WRITTEN PROBLEM:
Show every line of the entries below that contains the word "blue", where case counts.

Segmentation dataset entries:
►

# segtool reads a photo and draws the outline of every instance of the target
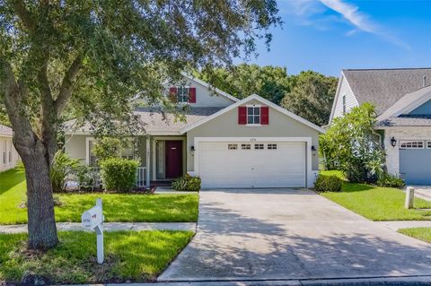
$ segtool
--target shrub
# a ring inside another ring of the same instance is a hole
[[[94,144],[92,153],[96,157],[97,163],[100,163],[106,159],[121,157],[122,149],[119,139],[103,137]]]
[[[100,187],[101,174],[87,165],[80,166],[76,170],[76,180],[79,188],[84,191],[92,191],[94,187]],[[99,185],[99,186],[98,186]]]
[[[63,151],[57,152],[51,166],[50,176],[54,192],[62,192],[66,188],[67,177],[81,166],[79,160],[71,159]]]
[[[110,158],[101,162],[101,176],[103,186],[109,191],[128,192],[135,187],[136,169],[135,160]]]
[[[404,180],[397,176],[383,173],[376,182],[379,186],[403,187],[406,186]]]
[[[200,178],[189,174],[172,182],[172,188],[180,192],[198,192],[200,190]]]
[[[367,102],[334,118],[319,141],[326,169],[339,169],[350,182],[374,183],[383,172],[385,158],[375,123],[375,108]]]
[[[337,176],[319,175],[314,183],[317,192],[339,192],[343,186],[343,180]]]

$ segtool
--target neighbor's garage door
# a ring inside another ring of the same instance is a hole
[[[304,143],[200,143],[202,187],[303,187]]]
[[[407,184],[431,185],[431,144],[428,148],[426,144],[426,141],[400,143],[400,173]]]

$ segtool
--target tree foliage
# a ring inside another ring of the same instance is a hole
[[[375,182],[384,174],[384,152],[374,130],[374,107],[364,103],[343,117],[334,118],[320,137],[321,158],[330,168],[339,168],[352,182]]]
[[[291,82],[292,90],[281,106],[318,126],[328,124],[338,79],[308,71],[293,76]]]
[[[26,169],[29,247],[57,243],[49,171],[65,110],[124,133],[130,99],[158,102],[180,72],[252,54],[277,13],[275,0],[0,0],[0,99]]]

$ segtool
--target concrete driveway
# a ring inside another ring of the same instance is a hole
[[[198,232],[159,281],[431,275],[430,245],[308,190],[200,193]]]

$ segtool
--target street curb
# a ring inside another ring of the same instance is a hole
[[[293,279],[262,281],[197,281],[145,283],[108,283],[68,286],[426,286],[431,285],[431,276],[400,276],[339,279]]]

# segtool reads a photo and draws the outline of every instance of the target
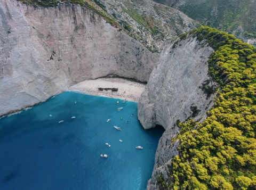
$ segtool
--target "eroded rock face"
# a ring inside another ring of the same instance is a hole
[[[0,1],[0,116],[88,79],[147,81],[159,60],[141,44],[76,5],[34,8]]]
[[[199,87],[210,79],[207,61],[213,52],[205,40],[199,42],[193,37],[167,45],[159,65],[150,75],[138,103],[139,120],[146,129],[158,124],[166,130],[159,141],[148,189],[157,189],[159,172],[167,178],[167,165],[178,153],[178,142],[171,142],[179,133],[177,121],[184,121],[188,117],[203,120],[213,105],[214,95],[206,98]],[[197,112],[193,114],[191,109],[196,106]]]

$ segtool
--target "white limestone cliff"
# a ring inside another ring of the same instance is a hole
[[[147,81],[159,54],[79,5],[0,1],[0,116],[109,75]]]
[[[213,52],[205,40],[199,42],[196,37],[188,37],[177,44],[165,46],[159,65],[150,75],[138,103],[139,120],[146,129],[158,124],[165,131],[158,143],[148,189],[157,189],[159,174],[163,174],[165,179],[170,175],[168,165],[178,153],[178,142],[171,145],[172,138],[179,133],[177,121],[185,121],[191,117],[191,106],[200,110],[195,120],[203,120],[207,109],[213,105],[214,95],[206,98],[199,87],[210,79],[207,61]]]

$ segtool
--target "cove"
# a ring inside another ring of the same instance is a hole
[[[1,190],[146,189],[164,131],[145,131],[137,103],[117,100],[65,92],[1,119]]]

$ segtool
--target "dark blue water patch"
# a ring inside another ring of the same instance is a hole
[[[146,189],[163,131],[144,130],[137,103],[117,100],[66,92],[0,119],[0,189]]]

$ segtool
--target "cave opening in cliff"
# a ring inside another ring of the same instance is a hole
[[[156,125],[156,127],[155,128],[158,129],[160,129],[161,130],[163,130],[163,132],[164,132],[165,131],[165,129],[164,129],[164,127],[163,127],[162,126],[160,125],[158,125],[157,124]]]

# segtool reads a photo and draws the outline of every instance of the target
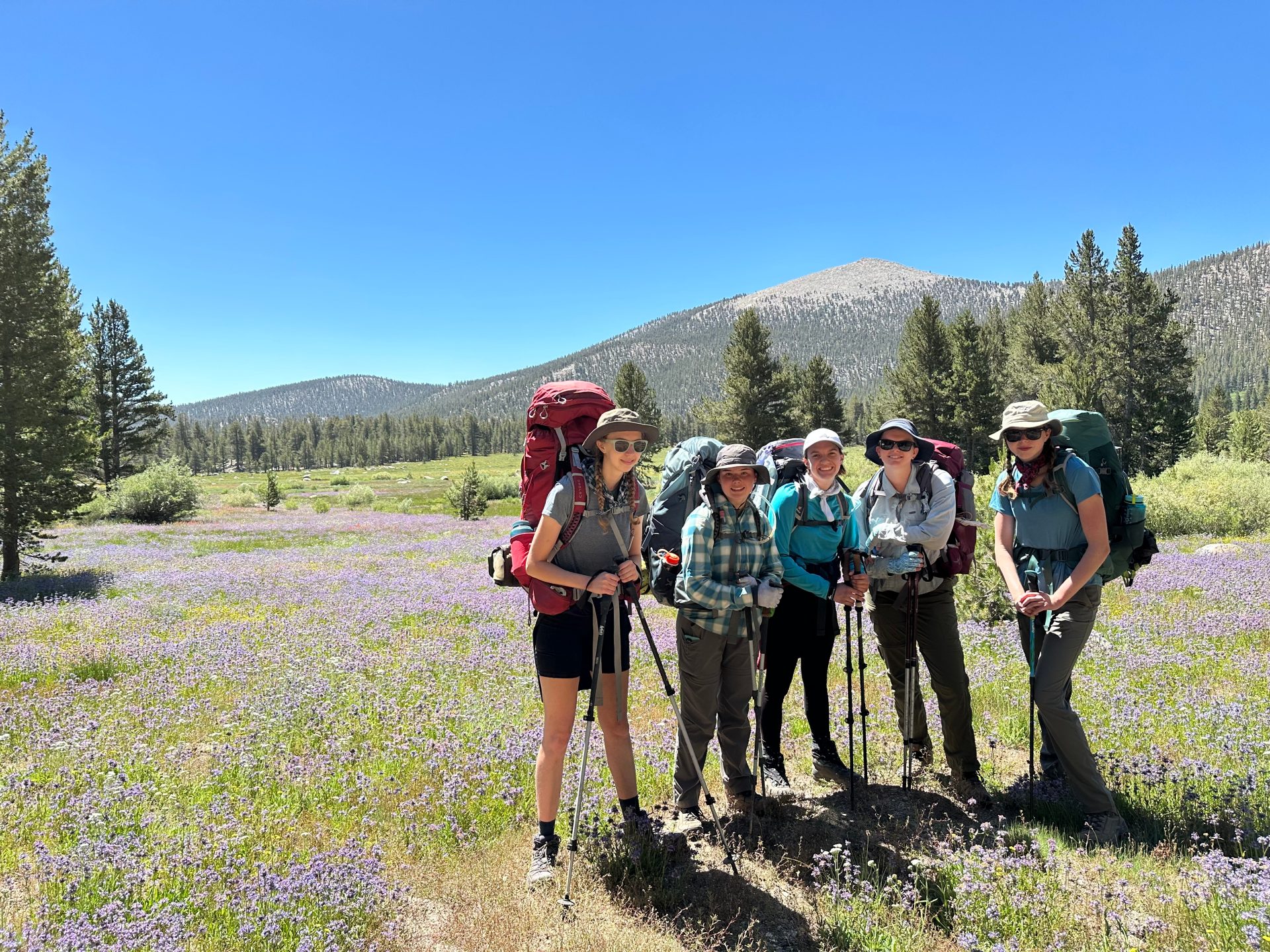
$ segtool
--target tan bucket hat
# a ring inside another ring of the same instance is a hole
[[[657,438],[662,435],[657,426],[641,421],[638,413],[627,410],[625,406],[618,406],[606,410],[599,415],[599,423],[596,425],[596,429],[588,433],[587,438],[582,440],[583,452],[594,453],[596,440],[603,439],[610,433],[616,433],[617,430],[639,430],[649,443],[655,443]]]
[[[1001,439],[1001,434],[1006,430],[1039,429],[1040,426],[1049,426],[1049,432],[1055,437],[1063,432],[1063,421],[1049,419],[1049,407],[1040,400],[1021,400],[1005,409],[1001,414],[1001,429],[991,434],[991,438]]]

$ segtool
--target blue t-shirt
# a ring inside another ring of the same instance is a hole
[[[1097,472],[1087,462],[1074,453],[1067,459],[1066,467],[1067,485],[1080,505],[1090,496],[1102,495],[1102,484]],[[1019,470],[1013,472],[1019,479]],[[1076,548],[1085,546],[1085,529],[1081,528],[1081,517],[1068,505],[1068,501],[1057,491],[1045,493],[1044,487],[1034,486],[1019,491],[1016,499],[1007,499],[1001,495],[1001,481],[1005,475],[997,479],[997,487],[992,491],[992,501],[988,504],[998,513],[1011,515],[1015,519],[1015,542],[1033,548]],[[1069,562],[1054,562],[1052,592],[1062,585],[1072,569],[1081,561],[1077,555]],[[1021,560],[1019,578],[1022,580],[1022,570],[1029,562]],[[1102,576],[1093,572],[1093,578],[1087,585],[1101,585]]]

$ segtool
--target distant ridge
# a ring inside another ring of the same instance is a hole
[[[1215,383],[1231,390],[1270,385],[1270,244],[1210,255],[1154,277],[1181,298],[1177,312],[1193,327],[1201,391]],[[481,380],[438,386],[326,377],[177,409],[204,420],[378,413],[516,416],[545,381],[582,378],[611,387],[617,368],[634,360],[662,409],[681,414],[702,396],[718,395],[720,357],[737,314],[747,307],[771,329],[775,353],[803,363],[822,354],[833,364],[839,390],[866,391],[894,360],[900,327],[922,294],[939,300],[946,319],[969,310],[982,320],[994,306],[1017,305],[1025,289],[1025,282],[950,278],[864,258],[676,311],[555,360]]]
[[[309,414],[316,416],[391,414],[417,404],[436,388],[433,383],[406,383],[366,374],[321,377],[201,400],[196,404],[182,404],[177,407],[177,413],[196,420],[232,420],[248,416],[277,420]]]

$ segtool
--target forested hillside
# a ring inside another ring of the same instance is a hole
[[[437,390],[432,383],[406,383],[385,377],[352,374],[286,383],[268,390],[184,404],[177,413],[192,420],[244,420],[263,416],[347,416],[398,413]]]
[[[1156,272],[1161,288],[1181,298],[1177,317],[1193,327],[1200,393],[1215,383],[1233,392],[1270,388],[1270,245],[1261,244]],[[634,360],[669,414],[687,413],[701,397],[718,396],[719,355],[737,315],[758,311],[772,348],[806,363],[823,355],[845,395],[866,393],[894,362],[904,319],[923,294],[941,305],[945,320],[969,310],[978,319],[992,307],[1016,306],[1026,284],[950,278],[892,261],[862,259],[776,287],[692,307],[643,324],[549,363],[447,386],[403,383],[382,377],[328,377],[237,393],[177,407],[197,420],[264,416],[475,414],[519,416],[527,396],[547,380],[594,380],[611,387],[617,368]]]

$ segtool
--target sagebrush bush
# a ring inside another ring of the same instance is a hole
[[[1270,532],[1270,463],[1196,453],[1158,476],[1138,477],[1147,526],[1166,536],[1252,536]]]
[[[116,482],[105,495],[108,518],[160,523],[185,519],[198,510],[198,484],[189,467],[164,459]]]
[[[485,499],[514,499],[521,495],[521,481],[514,476],[483,476],[480,485],[485,490]]]
[[[359,482],[344,494],[344,504],[349,509],[361,509],[363,505],[373,505],[375,490]]]

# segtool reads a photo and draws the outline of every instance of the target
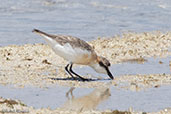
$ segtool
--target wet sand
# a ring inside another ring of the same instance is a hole
[[[106,57],[112,64],[127,61],[143,64],[146,62],[145,58],[148,57],[165,58],[171,55],[171,32],[127,33],[113,38],[98,38],[89,44],[94,47],[98,55]],[[98,81],[74,81],[65,73],[64,67],[67,61],[56,55],[46,44],[0,47],[0,58],[0,84],[20,88],[25,86],[46,88],[59,84],[83,88],[114,86],[140,91],[151,87],[171,85],[171,74],[125,74],[115,77],[113,81],[105,81],[108,77],[98,78]],[[168,63],[168,68],[171,66],[170,63]],[[92,78],[93,76],[88,74],[84,77]],[[2,105],[1,103],[0,106]],[[27,108],[30,109],[30,107]],[[31,108],[31,110],[33,113],[57,113],[60,109]],[[111,113],[111,111],[107,112]],[[65,113],[70,113],[70,111],[65,111]],[[91,113],[101,112],[95,110]]]

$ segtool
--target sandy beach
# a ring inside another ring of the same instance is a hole
[[[143,64],[147,62],[147,58],[166,58],[171,56],[171,32],[127,33],[113,38],[98,38],[88,43],[94,47],[98,55],[106,57],[112,64],[122,64],[124,62]],[[148,88],[171,85],[171,73],[125,74],[116,76],[114,80],[108,82],[71,80],[64,70],[67,61],[56,55],[46,44],[0,47],[0,58],[0,84],[12,85],[16,88],[24,88],[25,86],[46,88],[54,85],[82,88],[114,86],[131,91],[141,91]],[[159,61],[158,64],[162,64],[162,61]],[[167,65],[171,70],[171,60]],[[75,67],[79,66],[75,65]],[[92,78],[92,75],[88,74],[84,77]],[[98,79],[103,80],[108,79],[108,77]],[[48,108],[34,109],[18,102],[20,101],[13,101],[10,104],[8,100],[5,101],[5,99],[1,98],[0,109],[8,110],[8,107],[9,110],[12,110],[15,107],[16,109],[19,108],[19,110],[29,110],[29,113],[78,113],[74,111],[61,112],[61,109],[58,108],[55,110]],[[13,107],[12,105],[15,106]],[[162,114],[165,111],[171,113],[169,108],[154,113]],[[140,113],[133,110],[129,110],[127,113],[129,114],[130,112]],[[104,112],[93,110],[82,113],[120,114],[121,112],[119,113],[116,110],[106,110]]]

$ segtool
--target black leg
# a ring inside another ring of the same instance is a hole
[[[73,70],[72,70],[72,63],[71,63],[71,65],[70,65],[70,68],[69,68],[69,71],[71,72],[71,73],[73,73],[74,75],[76,75],[77,77],[79,77],[82,81],[88,81],[88,79],[85,79],[85,78],[83,78],[83,77],[81,77],[80,75],[78,75],[77,73],[75,73]]]
[[[67,64],[67,66],[65,67],[65,70],[68,72],[69,75],[71,75],[71,77],[72,77],[73,79],[75,79],[75,77],[72,75],[72,73],[69,72],[69,70],[68,70],[68,66],[69,66],[69,65],[70,65],[70,64]]]

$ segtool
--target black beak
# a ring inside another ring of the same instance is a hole
[[[108,76],[113,80],[114,77],[113,77],[112,73],[109,71],[108,67],[105,67],[105,68],[106,68]]]

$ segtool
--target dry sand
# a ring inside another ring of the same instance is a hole
[[[145,62],[145,57],[168,57],[171,55],[171,32],[127,33],[113,38],[98,38],[89,42],[89,44],[95,48],[98,55],[106,57],[112,64],[130,60]],[[103,81],[57,80],[57,78],[68,77],[64,71],[66,64],[67,61],[56,55],[45,44],[0,47],[0,84],[41,88],[56,84],[86,88],[112,85],[133,91],[171,85],[171,74],[125,74],[108,83]],[[168,63],[169,66],[171,67],[171,61]],[[91,75],[87,77],[91,77]],[[33,110],[38,113],[41,113],[41,111],[58,112],[58,109],[53,111],[50,109]],[[92,113],[101,112],[95,111]]]

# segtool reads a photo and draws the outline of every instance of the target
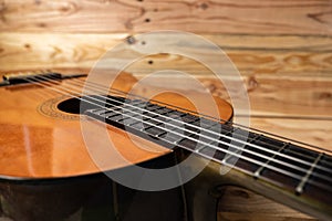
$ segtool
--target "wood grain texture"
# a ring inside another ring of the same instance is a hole
[[[243,75],[288,74],[330,76],[332,36],[205,34],[220,46]],[[0,33],[0,70],[87,67],[91,69],[114,45],[124,43],[132,53],[135,38],[123,34]],[[146,42],[155,43],[155,42]],[[193,42],[179,43],[185,50],[209,60],[215,54]],[[139,54],[138,54],[139,55]],[[125,59],[118,52],[116,59]],[[229,64],[220,63],[228,74]],[[159,70],[178,70],[204,75],[209,71],[193,60],[175,54],[144,57],[128,71],[146,74]]]
[[[331,34],[330,0],[1,1],[1,31]]]

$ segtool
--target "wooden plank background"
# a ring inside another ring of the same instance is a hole
[[[332,0],[0,0],[0,71],[90,70],[114,45],[157,30],[194,32],[228,54],[248,88],[252,127],[332,150]],[[126,71],[139,78],[166,69],[228,98],[209,70],[178,55]]]

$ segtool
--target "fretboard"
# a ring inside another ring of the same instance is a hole
[[[288,189],[330,202],[332,157],[193,113],[142,99],[108,97],[86,115],[168,148],[183,148]]]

◄

WORKED SOLUTION:
--target "dark blue water patch"
--target blue t-shirt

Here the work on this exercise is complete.